TEXTO DE LECTURA ->
-*-*-

Una familia gitana "volviendo voluntariamente" a Bucarest, en el aeropuerto de Roissy. Agosto de 2010.

Sarkozy está haciendo lo correcto

¿Tienen que pagar los contribuyentes galos las escuelas, los servicios y la formación que se precisan para elevar a las familias gitanas a unos niveles de vida mínimamente aceptables en Francia?

Publicado en 6 septiembre 2010 a las 15:05
Una familia gitana "volviendo voluntariamente" a Bucarest, en el aeropuerto de Roissy. Agosto de 2010.

Hacia finales de las vacaciones estivales francesas, el presidente Nicolas Sarkozy dio instrucciones de desmantelar los campamentos y barrios de chabolas gitanos que habían proliferado en el extrarradio de diversas ciudades galas, y deportar a sus ocupantes. En toda Europa se han oído voces de condena. Sus motivos se han puesto en tela de juicio: ¿se estaba dedicando a la demagogia para desviar la atención de su propia impopularidad? ¿Había actuado por encima de la ley? Al fin y al cabo, los gitanos son ciudadanos de la Unión Europea y tienen derecho a circular libremente. El Vaticano se ha pronunciado, y también la ONU a través del Comité para la Eliminación de la Discriminación Racial, que exhortó a Francia a hacer más por integrar a las familias gitanas, educar a sus hijos y proporcionarles viviendas dignas.

Por supuesto, todo ello está impregnado de un idealismo admirable y es absolutamente correcto, pero no le sirve de nada al ciudadano francés, que ha vivido en Francia toda su vida, ha pagado sus impuestos y que un buen día se encuentra un campamento tercermundista al final de su jardín que crece a cada jornada que pasa. ¿Qué van a hacer las autoridades? No se trata de viajeros que compran una parcela agrícola y se instalan a vivir en ella de la noche a la mañana incumpliendo la normativa de urbanismo; es una incursión de un tipo totalmente distinto.

-*-*-

RETO A -> Transcribe sin cambios el fragmento del artículo sobre los campamentos gitanos en Francia que va desde "Por supuesto, todo" hasta "tipo totalmente distinto.".
RETO B -> Señala, copiándolas íntegras, todas las filas de abajo que contengan la palabra "nose".

FILAS ENUMERADAS ->
-*-*-

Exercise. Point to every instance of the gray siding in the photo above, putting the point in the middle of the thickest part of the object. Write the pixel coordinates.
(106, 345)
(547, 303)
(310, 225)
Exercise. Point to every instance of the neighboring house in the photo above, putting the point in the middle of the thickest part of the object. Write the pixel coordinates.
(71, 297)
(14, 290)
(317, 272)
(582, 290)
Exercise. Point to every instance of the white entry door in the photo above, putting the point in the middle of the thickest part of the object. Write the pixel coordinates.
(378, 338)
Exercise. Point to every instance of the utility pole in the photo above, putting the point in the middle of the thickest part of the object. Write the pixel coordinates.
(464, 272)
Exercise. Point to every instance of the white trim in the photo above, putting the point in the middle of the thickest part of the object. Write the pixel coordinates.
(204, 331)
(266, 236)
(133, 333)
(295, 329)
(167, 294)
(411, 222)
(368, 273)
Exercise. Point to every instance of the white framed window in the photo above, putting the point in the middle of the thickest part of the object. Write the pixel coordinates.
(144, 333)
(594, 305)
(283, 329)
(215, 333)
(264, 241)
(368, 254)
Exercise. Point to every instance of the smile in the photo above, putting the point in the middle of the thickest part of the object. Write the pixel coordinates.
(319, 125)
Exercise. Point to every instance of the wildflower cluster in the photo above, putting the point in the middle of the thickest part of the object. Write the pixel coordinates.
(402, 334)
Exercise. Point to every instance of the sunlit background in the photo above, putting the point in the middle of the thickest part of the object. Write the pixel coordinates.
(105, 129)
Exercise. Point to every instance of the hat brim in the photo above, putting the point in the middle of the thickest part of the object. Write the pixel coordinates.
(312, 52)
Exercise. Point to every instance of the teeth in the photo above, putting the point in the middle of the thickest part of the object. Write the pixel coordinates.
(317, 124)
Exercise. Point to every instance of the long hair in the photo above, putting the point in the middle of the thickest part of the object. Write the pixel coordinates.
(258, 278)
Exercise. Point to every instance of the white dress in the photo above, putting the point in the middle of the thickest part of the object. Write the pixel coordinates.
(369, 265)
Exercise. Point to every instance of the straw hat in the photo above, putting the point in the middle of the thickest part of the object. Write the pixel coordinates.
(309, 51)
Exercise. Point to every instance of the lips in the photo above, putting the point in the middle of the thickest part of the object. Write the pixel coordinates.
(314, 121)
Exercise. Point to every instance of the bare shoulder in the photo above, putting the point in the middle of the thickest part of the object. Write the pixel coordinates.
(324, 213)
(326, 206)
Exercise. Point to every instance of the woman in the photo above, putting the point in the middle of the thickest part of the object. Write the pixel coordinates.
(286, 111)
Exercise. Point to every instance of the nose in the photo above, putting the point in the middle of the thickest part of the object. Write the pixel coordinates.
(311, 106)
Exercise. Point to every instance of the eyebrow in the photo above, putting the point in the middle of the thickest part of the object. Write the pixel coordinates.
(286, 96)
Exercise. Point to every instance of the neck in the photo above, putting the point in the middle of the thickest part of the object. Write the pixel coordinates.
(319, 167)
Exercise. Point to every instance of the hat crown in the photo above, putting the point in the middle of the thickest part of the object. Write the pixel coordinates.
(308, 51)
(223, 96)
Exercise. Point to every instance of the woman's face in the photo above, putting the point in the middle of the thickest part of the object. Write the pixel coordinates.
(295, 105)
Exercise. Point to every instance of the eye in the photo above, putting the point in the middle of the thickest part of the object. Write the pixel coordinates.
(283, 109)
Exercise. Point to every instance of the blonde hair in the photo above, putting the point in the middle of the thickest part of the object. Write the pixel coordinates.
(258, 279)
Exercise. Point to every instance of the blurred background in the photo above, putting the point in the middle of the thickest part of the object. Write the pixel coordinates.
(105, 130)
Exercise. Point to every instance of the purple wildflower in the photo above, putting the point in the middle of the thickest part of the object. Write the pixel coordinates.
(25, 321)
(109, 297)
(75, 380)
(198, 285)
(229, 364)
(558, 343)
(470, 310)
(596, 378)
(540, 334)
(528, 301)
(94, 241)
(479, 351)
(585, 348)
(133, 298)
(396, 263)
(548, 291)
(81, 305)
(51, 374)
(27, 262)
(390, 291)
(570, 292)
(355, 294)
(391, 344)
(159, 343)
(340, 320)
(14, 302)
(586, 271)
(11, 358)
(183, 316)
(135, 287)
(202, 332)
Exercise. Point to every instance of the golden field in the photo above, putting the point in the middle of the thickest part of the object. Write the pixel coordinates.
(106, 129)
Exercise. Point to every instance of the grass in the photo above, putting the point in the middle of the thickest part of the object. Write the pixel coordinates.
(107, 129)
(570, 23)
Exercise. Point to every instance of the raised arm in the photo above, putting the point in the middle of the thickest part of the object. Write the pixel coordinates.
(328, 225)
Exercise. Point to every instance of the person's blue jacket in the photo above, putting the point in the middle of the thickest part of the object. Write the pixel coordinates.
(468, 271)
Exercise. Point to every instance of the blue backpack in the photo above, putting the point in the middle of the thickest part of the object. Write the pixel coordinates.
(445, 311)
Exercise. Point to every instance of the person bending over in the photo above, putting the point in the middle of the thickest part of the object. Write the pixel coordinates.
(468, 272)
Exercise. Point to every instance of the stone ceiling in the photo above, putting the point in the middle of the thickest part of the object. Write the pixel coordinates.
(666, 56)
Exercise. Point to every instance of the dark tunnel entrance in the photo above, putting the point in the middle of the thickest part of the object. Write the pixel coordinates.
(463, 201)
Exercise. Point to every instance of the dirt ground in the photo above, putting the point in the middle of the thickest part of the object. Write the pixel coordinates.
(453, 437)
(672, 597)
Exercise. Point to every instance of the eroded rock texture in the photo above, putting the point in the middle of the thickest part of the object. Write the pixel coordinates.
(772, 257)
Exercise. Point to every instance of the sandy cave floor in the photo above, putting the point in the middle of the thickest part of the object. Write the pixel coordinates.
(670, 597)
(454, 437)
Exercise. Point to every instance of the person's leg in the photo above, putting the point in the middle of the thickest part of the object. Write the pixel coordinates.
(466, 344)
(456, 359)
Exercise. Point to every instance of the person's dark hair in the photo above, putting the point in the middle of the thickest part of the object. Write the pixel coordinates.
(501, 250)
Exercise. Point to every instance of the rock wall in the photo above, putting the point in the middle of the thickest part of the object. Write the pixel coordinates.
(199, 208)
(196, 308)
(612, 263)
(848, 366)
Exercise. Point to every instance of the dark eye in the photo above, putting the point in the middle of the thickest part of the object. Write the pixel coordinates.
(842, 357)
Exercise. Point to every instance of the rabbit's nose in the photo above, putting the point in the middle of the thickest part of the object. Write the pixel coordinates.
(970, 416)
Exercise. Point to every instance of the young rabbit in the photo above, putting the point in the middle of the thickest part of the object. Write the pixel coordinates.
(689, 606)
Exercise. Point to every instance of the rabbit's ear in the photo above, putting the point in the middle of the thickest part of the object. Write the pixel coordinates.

-*-*-

SOLUCIÓN DESARROLLADA A ->
Por supuesto, todo ello está impregnado de un idealismo admirable y es absolutamente correcto, pero no le sirve de nada al ciudadano francés, que ha vivido en Francia toda su vida, ha pagado sus impuestos y que un buen día se encuentra un campamento tercermundista al final de su jardín que crece a cada jornada que pasa. ¿Qué van a hacer las autoridades? No se trata de viajeros que compran una parcela agrícola y se instalan a vivir en ella de la noche a la mañana incumpliendo la normativa de urbanismo; es una incursión de un tipo totalmente distinto.

SOLUCIÓN DESARROLLADA B ->
Exercise. Point to every instance of the nose in the photo above, putting the point in the middle of the thickest part of the object. Write the pixel coordinates.
Exercise. Point to every instance of the rabbit's nose in the photo above, putting the point in the middle of the thickest part of the object. Write the pixel coordinates.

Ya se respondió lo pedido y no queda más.